-- Opening Marker --
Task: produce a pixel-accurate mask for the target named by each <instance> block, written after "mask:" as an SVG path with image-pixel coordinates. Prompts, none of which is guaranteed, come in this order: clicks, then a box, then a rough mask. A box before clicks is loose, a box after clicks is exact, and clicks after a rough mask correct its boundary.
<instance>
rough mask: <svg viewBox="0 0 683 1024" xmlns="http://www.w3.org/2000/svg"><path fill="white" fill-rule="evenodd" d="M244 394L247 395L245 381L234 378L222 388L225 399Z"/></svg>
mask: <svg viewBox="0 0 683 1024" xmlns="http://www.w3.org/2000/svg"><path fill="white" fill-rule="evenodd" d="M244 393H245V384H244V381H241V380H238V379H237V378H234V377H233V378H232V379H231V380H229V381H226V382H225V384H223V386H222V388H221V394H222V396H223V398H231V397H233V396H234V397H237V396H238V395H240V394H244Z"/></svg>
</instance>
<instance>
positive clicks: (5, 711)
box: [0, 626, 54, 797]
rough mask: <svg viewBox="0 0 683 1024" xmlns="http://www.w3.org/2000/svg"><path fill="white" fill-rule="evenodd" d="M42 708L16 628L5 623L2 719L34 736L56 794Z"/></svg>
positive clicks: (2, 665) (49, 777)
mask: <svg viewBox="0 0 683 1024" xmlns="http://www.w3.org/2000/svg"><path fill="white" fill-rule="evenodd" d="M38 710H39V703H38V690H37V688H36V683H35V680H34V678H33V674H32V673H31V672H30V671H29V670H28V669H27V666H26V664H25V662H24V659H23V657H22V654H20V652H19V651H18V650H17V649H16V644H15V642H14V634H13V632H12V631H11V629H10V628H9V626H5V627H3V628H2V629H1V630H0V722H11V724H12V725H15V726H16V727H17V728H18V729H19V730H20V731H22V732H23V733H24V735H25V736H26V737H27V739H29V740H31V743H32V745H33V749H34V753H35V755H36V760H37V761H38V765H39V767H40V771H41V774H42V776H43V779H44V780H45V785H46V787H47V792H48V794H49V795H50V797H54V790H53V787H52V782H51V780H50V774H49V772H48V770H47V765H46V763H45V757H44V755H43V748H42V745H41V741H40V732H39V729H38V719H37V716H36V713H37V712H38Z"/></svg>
-- Closing Marker --
## WORK INSTRUCTIONS
Rewrite all the material above as a JSON list of strings, one string per line, and leave out any blank lines.

## REPLY TO THE EXERCISE
[
  "Task: produce a pixel-accurate mask for the target named by each <instance> block, written after \"mask:\" as an SVG path with image-pixel coordinates. Prompts, none of which is guaranteed, come in this order: clicks, then a box, then a rough mask. A box before clicks is loose, a box after clicks is exact, and clicks after a rough mask correct its boundary.",
  "<instance>",
  "rough mask: <svg viewBox=\"0 0 683 1024\" xmlns=\"http://www.w3.org/2000/svg\"><path fill=\"white\" fill-rule=\"evenodd\" d=\"M244 394L247 395L245 381L234 378L222 388L225 399Z\"/></svg>",
  "mask: <svg viewBox=\"0 0 683 1024\" xmlns=\"http://www.w3.org/2000/svg\"><path fill=\"white\" fill-rule=\"evenodd\" d=\"M244 393H245V384H244V381H241V380H238V379H237V378H234V377H233V378H232V379H231V380H229V381H226V382H225V384H223V386H222V388H221V394H222V396H223V398H231V397H233V396H234V397H237V396H238V395H240V394H244Z\"/></svg>",
  "</instance>",
  "<instance>",
  "positive clicks: (5, 711)",
  "box: [0, 626, 54, 797]",
  "rough mask: <svg viewBox=\"0 0 683 1024\" xmlns=\"http://www.w3.org/2000/svg\"><path fill=\"white\" fill-rule=\"evenodd\" d=\"M42 708L16 628L5 623L2 719L34 736L56 794Z\"/></svg>",
  "positive clicks: (2, 665) (49, 777)",
  "mask: <svg viewBox=\"0 0 683 1024\" xmlns=\"http://www.w3.org/2000/svg\"><path fill=\"white\" fill-rule=\"evenodd\" d=\"M38 710H39V703H38V690H37V688H36V683H35V680H34V678H33V674H32V673H31V672H30V671H29V670H28V669H27V666H26V664H25V662H24V659H23V657H22V654H20V652H19V651H18V650H17V649H16V644H15V642H14V634H13V632H12V631H11V629H10V628H9V626H5V627H3V628H2V629H1V630H0V722H11V724H12V725H15V726H16V727H17V728H18V729H19V730H20V731H22V732H23V733H24V735H25V736H26V737H27V739H29V740H31V743H32V745H33V749H34V753H35V755H36V760H37V761H38V765H39V767H40V771H41V774H42V776H43V779H44V780H45V785H46V787H47V792H48V794H49V795H50V797H54V790H53V787H52V782H51V780H50V774H49V772H48V770H47V765H46V763H45V757H44V755H43V748H42V745H41V741H40V732H39V729H38V719H37V716H36V713H37V712H38Z\"/></svg>"
]